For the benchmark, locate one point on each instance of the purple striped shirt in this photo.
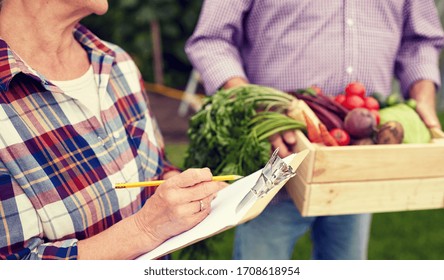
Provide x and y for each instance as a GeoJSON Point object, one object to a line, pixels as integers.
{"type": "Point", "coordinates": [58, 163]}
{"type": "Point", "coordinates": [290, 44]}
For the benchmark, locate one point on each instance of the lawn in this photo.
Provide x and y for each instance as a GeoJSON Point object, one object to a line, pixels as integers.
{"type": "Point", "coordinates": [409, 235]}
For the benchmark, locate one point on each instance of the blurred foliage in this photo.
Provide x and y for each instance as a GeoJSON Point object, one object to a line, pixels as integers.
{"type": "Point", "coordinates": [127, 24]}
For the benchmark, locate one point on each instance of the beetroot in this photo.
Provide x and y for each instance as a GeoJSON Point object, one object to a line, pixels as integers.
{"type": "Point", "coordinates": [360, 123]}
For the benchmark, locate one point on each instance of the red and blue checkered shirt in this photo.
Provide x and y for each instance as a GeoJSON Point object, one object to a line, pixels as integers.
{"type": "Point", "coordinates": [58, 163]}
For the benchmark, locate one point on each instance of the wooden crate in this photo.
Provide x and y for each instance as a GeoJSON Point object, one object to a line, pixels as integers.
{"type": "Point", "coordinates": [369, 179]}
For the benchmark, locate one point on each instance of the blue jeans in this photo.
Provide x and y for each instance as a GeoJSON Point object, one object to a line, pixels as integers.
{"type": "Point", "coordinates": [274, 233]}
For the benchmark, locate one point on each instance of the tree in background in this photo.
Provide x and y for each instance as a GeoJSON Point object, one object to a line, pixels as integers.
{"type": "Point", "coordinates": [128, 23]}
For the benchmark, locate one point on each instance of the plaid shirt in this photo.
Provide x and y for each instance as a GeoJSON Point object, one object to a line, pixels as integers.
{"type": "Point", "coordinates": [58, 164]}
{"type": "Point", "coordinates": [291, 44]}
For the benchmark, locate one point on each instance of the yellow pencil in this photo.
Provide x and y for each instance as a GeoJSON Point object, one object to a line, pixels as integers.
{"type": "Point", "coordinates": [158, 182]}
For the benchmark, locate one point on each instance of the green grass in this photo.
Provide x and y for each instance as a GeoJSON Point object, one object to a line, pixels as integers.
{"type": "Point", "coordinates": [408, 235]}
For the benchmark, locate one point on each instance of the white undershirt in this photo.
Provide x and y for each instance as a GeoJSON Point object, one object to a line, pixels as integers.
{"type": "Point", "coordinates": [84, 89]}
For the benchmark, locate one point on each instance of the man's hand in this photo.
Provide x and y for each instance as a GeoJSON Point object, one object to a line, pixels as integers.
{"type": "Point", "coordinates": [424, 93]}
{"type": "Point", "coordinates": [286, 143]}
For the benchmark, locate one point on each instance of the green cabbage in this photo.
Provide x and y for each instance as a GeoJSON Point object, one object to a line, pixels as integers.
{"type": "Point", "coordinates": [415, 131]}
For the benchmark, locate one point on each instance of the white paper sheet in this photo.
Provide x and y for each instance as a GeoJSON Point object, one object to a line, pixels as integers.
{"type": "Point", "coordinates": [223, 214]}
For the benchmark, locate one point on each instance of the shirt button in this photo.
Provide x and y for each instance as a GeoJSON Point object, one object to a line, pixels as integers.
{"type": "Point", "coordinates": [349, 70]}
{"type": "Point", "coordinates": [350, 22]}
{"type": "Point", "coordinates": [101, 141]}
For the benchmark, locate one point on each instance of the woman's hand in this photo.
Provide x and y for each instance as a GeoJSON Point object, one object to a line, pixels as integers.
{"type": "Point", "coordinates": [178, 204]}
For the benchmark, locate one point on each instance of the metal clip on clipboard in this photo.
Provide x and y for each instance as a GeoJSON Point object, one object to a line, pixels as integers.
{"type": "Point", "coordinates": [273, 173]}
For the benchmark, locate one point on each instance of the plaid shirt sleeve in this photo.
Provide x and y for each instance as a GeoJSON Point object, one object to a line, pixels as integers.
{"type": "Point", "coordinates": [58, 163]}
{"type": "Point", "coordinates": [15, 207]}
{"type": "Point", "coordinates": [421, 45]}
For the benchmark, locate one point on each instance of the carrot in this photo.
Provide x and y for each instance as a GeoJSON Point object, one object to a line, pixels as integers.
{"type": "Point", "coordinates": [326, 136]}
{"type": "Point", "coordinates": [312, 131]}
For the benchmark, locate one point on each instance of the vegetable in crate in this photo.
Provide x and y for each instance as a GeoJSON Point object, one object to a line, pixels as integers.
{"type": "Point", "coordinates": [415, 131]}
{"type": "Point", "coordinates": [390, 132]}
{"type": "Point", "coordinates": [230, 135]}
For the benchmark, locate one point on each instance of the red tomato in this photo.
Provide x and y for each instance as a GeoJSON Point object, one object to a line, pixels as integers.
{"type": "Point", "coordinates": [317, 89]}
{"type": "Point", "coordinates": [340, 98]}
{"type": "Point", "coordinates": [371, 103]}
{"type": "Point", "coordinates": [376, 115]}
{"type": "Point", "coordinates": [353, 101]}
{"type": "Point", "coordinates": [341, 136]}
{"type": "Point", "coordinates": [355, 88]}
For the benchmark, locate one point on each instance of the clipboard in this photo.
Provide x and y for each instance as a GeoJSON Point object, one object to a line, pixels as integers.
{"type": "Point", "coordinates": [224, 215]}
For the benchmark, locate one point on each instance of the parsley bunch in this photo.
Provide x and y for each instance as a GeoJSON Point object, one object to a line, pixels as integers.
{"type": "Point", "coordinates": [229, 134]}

Exercise goal -
Omit any images, then output the listing exactly.

Answer -
For the benchmark, locate one point on each instance of the purple striped shirt in this photo.
Provide x and y for each instance as a GeoJSON Point object, one object to a line, pixels as integers.
{"type": "Point", "coordinates": [58, 163]}
{"type": "Point", "coordinates": [290, 44]}
For the benchmark, locate one point on each instance of the lawn in this photo.
Provide x and y for each instance as a GeoJSON Point object, one object to a line, pixels as integers.
{"type": "Point", "coordinates": [409, 235]}
For the benchmark, locate one point on each instance of the blurred foliage in this photo.
Provide x and y for each instance as a GeoJSON Point object, one object to a line, pixels as integers.
{"type": "Point", "coordinates": [127, 24]}
For the benchmark, locate one point on each instance of the beetroot in this photo.
Provide x and y for each instance as a GeoJSON Point object, one object to a line, pixels as integers.
{"type": "Point", "coordinates": [360, 123]}
For the benchmark, locate one point on each instance of the red and blue checkered shirt in this photo.
Provide x and y for each instance as a GeoJSON Point object, one object to a line, pixels as integers.
{"type": "Point", "coordinates": [58, 163]}
For the benchmark, locate one point on each instance of the wooden crate in this photo.
Provide x and y for each instance as a GeoJSON Point object, one object to a line, pixels as integers.
{"type": "Point", "coordinates": [369, 179]}
For the benchmark, locate one point on each instance of the blue jeans in this photo.
Provide x and y for each instance as a GeoJSON Point object, one object to a line, pixels as integers.
{"type": "Point", "coordinates": [274, 233]}
For the benchmark, locate one point on each instance of the tree in background in this photo.
Provide x and y for each instance as a GeoJSON Point object, one object to a line, pixels as integers.
{"type": "Point", "coordinates": [128, 23]}
For the benchmark, locate one point on each instance of the plaid shirt in this photo.
Provide x and y for each instance as a GeoJSON Point object, one object to a line, pixels as integers.
{"type": "Point", "coordinates": [58, 164]}
{"type": "Point", "coordinates": [291, 44]}
For the benchmark, locate one point on each instance of the yellow pencil in this photo.
Provide x and y for each instance as a GeoJSON Point object, one object to a line, pixels as integers.
{"type": "Point", "coordinates": [158, 182]}
For the benchmark, locate one point on each instance of the green grass in this photo.
Provide x and y for each instance as a GeoJSON Point object, one object to a line, pixels as integers.
{"type": "Point", "coordinates": [408, 235]}
For the benchmark, locate one point on each instance of the white undershirt in this photo.
Provide x and y for each instance as a GeoJSON Point object, one object to a line, pixels as integers.
{"type": "Point", "coordinates": [84, 89]}
For the benchmark, locate one point on each instance of the man's hand in this photo.
Provide x and y for each instance as a GeoJSON Point object, one object to a line, pixels as integers.
{"type": "Point", "coordinates": [424, 93]}
{"type": "Point", "coordinates": [286, 143]}
For the benchmark, locate one point on each instance of the green cabbage in this photo.
Provide x and y for each instance as a GeoJSON Point object, one object to a line, pixels as integers.
{"type": "Point", "coordinates": [415, 131]}
For the benchmark, locate one point on each instance of the white paper sheet in this photo.
Provide x and y for each instance as a GeoJSON Point object, one object to a line, pixels as integers.
{"type": "Point", "coordinates": [223, 214]}
For the benchmark, locate one point on each instance of the shirt button in this photo.
Provide x and y for each instance as a GeoJSON Point object, one object to a line, pixels as integers.
{"type": "Point", "coordinates": [349, 70]}
{"type": "Point", "coordinates": [350, 22]}
{"type": "Point", "coordinates": [101, 141]}
For the benchmark, locate one point on each instance of the woman's hand in this photo.
Provide x and y for each instance as a GeoJSON Point object, one object to a line, pixels as integers.
{"type": "Point", "coordinates": [178, 204]}
For the benchmark, locate one point on each instance of the metal clip on clipboard in this photo.
Provide x and y for each instance as a GeoJSON Point object, one object to a line, pixels as integers.
{"type": "Point", "coordinates": [273, 173]}
For the benchmark, locate one point on each instance of the plaid shirt sleeve in this photo.
Provide x and y for each instance as a GeoJSON Point object, one object to a line, pixels as integers.
{"type": "Point", "coordinates": [58, 163]}
{"type": "Point", "coordinates": [15, 207]}
{"type": "Point", "coordinates": [421, 45]}
For the benchmark, locate one point on each instance of the carrot in this photo.
Provide x and y for each instance as a GeoJSON Point object, one object to a line, pixels as integers.
{"type": "Point", "coordinates": [326, 136]}
{"type": "Point", "coordinates": [312, 131]}
For the benchmark, locate one point on each instance of the vegetable in crate in this photo.
Provide x and y for each instance as a GeoJSON Point object, one object to a line, pixels as integers.
{"type": "Point", "coordinates": [415, 131]}
{"type": "Point", "coordinates": [390, 132]}
{"type": "Point", "coordinates": [230, 135]}
For the benchmark, locate one point on each instance of the red tomato in this photo.
Provide x and y for each instance as a GeoJSON Point object, one object to a line, pixels as integers.
{"type": "Point", "coordinates": [317, 89]}
{"type": "Point", "coordinates": [340, 98]}
{"type": "Point", "coordinates": [371, 103]}
{"type": "Point", "coordinates": [376, 115]}
{"type": "Point", "coordinates": [353, 101]}
{"type": "Point", "coordinates": [341, 136]}
{"type": "Point", "coordinates": [355, 88]}
For the benchmark, locate one point on each instance of the clipboard in this photo.
Provide x and y for each instance as a GeoJSON Point object, one object to a line, pixels as integers.
{"type": "Point", "coordinates": [224, 215]}
For the benchmark, locate one point on each instance of the parsley bunch in this photo.
Provide x and y for each instance as a GeoJSON Point object, one object to a line, pixels as integers.
{"type": "Point", "coordinates": [229, 134]}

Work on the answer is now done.